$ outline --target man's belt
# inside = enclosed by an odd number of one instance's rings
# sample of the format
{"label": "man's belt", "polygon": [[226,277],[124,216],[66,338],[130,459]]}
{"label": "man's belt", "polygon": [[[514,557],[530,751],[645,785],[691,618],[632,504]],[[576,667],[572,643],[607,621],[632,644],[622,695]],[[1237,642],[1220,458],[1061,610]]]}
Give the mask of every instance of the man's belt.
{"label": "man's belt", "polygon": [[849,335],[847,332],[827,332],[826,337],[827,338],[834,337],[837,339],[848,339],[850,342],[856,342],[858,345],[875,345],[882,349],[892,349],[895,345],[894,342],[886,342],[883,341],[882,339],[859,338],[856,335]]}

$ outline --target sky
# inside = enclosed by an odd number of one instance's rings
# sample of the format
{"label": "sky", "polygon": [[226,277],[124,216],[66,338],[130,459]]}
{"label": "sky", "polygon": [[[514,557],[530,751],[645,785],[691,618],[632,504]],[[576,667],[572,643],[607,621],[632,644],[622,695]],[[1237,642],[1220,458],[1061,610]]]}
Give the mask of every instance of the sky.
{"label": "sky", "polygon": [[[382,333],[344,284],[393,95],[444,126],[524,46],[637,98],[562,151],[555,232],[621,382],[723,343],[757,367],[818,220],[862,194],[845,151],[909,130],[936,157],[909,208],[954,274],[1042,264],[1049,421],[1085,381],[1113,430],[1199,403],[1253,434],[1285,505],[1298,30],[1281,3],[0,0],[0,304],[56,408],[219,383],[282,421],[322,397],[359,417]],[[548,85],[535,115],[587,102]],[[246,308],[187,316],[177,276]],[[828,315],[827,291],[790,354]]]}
· · · · ·
● **Prompt**
Without changing a word, write out each entry again.

● **Written reply**
$ outline --target man's belt
# inside = enclosed by an odd number of one instance's rings
# sample of the format
{"label": "man's belt", "polygon": [[226,277],[124,216],[66,338],[130,459]]}
{"label": "man's belt", "polygon": [[[514,557],[530,751],[645,785],[691,618],[632,504]],[[576,667],[572,643],[607,621],[632,644],[622,695]],[[1237,642],[1220,458],[1061,610]]]}
Give the mask of every instance of the man's belt.
{"label": "man's belt", "polygon": [[849,335],[847,332],[827,332],[826,337],[827,338],[834,337],[837,339],[848,339],[850,342],[856,342],[858,345],[875,345],[882,349],[892,349],[895,345],[894,342],[886,342],[883,341],[882,339],[859,338],[856,335]]}

$ outline --target sky
# inside = enclosed by an odd number of one instance's rings
# sample of the format
{"label": "sky", "polygon": [[226,277],[124,216],[66,338],[130,459]]}
{"label": "sky", "polygon": [[[514,557],[530,751],[645,785],[691,618],[632,504]],[[576,667],[572,643],[607,621],[632,644],[622,695]],[[1237,642],[1220,458],[1061,610]]]}
Give the mask of every instance of the sky.
{"label": "sky", "polygon": [[[382,333],[344,284],[393,95],[444,126],[524,46],[637,98],[562,151],[555,232],[621,382],[723,343],[757,367],[818,220],[862,194],[845,151],[909,130],[936,157],[909,208],[954,274],[1042,264],[1049,421],[1085,381],[1113,430],[1199,403],[1253,434],[1285,505],[1298,30],[1281,3],[0,0],[0,304],[56,408],[219,383],[282,421],[322,397],[359,417]],[[548,85],[535,115],[587,102]],[[246,308],[187,316],[177,276]],[[828,315],[827,291],[790,354]]]}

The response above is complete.